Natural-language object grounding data
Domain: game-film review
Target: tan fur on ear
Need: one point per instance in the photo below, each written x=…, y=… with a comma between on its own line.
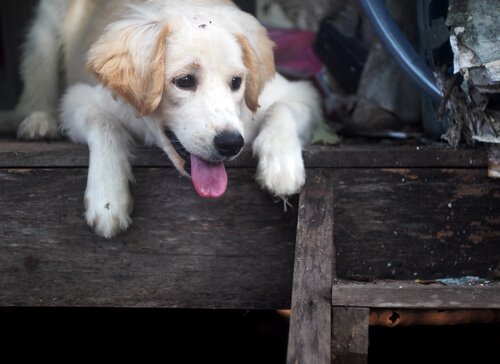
x=259, y=60
x=135, y=74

(Instructions for the task) Retype exactly, please, the span from the line holding "Target: tan fur on ear" through the closing line of the data, both ends included, without the pictures.

(Solution to this exercise)
Target: tan fur on ear
Need: one point per instance in the photo below, each written x=…, y=… with a comma between on its own line.
x=259, y=60
x=135, y=74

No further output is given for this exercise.